Goal: Rewrite the data from the line with "Find every instance of the boy's fingers" through the end, putting "lady's" in place of "woman's" and leaving everything else unchanged.
______
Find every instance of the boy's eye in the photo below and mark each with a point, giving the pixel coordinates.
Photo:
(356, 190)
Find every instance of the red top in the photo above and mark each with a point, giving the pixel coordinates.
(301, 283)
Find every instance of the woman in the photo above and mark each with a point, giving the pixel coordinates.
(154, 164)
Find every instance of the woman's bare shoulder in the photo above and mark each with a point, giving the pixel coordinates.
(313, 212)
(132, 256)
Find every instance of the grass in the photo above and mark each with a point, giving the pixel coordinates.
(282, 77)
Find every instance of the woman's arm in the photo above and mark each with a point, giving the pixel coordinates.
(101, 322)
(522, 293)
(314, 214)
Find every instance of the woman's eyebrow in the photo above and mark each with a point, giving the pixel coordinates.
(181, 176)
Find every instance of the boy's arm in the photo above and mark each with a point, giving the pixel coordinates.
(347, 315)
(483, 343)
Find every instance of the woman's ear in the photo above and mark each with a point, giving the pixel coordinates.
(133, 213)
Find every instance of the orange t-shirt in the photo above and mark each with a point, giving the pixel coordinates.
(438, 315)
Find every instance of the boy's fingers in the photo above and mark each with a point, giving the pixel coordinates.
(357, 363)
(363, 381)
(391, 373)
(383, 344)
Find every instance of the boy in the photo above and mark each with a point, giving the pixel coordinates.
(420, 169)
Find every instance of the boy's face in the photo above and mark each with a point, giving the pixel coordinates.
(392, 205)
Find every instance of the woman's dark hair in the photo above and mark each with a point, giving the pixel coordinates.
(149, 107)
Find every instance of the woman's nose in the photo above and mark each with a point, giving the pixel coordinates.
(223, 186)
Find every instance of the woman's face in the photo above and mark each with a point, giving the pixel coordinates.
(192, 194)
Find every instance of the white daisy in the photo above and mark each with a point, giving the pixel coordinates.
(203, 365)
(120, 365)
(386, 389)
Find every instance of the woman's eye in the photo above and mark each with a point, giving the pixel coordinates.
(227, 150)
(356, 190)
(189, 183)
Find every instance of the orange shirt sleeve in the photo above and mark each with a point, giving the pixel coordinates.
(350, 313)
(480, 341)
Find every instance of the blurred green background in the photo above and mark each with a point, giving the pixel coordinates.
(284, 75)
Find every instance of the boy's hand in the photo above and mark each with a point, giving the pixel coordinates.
______
Answer to this problem:
Find every instance of the boy's fingers in the photo above and mark each with a point, giving the pixel coordinates.
(357, 363)
(363, 381)
(391, 373)
(383, 344)
Find every instance of the boy in the photo above and mark each with a point, giving the pixel coordinates.
(420, 169)
Find every instance of the boy's face in the photo above and mark each with a point, giving the pixel coordinates.
(392, 205)
Find every instance of the lady's dark hair in the photo above and mark each with a point, giving the pixel coordinates.
(149, 107)
Find every instance of the lady's nose in the photo above and mark each with a point, giving the pixel coordinates.
(223, 186)
Find every instance of the lady's face in the photo above and mark each with a point, giving the pixel coordinates.
(192, 194)
Find every instance of the white daisy in the photo above and mark each with a point, giving the pixel coordinates.
(203, 365)
(120, 365)
(386, 389)
Find every instance of the lady's eye in the photo above and mark each with a point, giving the pixel coordinates.
(227, 150)
(356, 190)
(189, 183)
Find every instance of the orange shirt sleeve in the photo above and mark each with a point, giving the pixel coordinates.
(350, 313)
(480, 341)
Find every instance of the blurred green background in the photo above and mark each with a point, giving the pixel coordinates.
(284, 75)
Find every instance of the boy's hand in the photo above and mark each with a point, giving the pixel coordinates.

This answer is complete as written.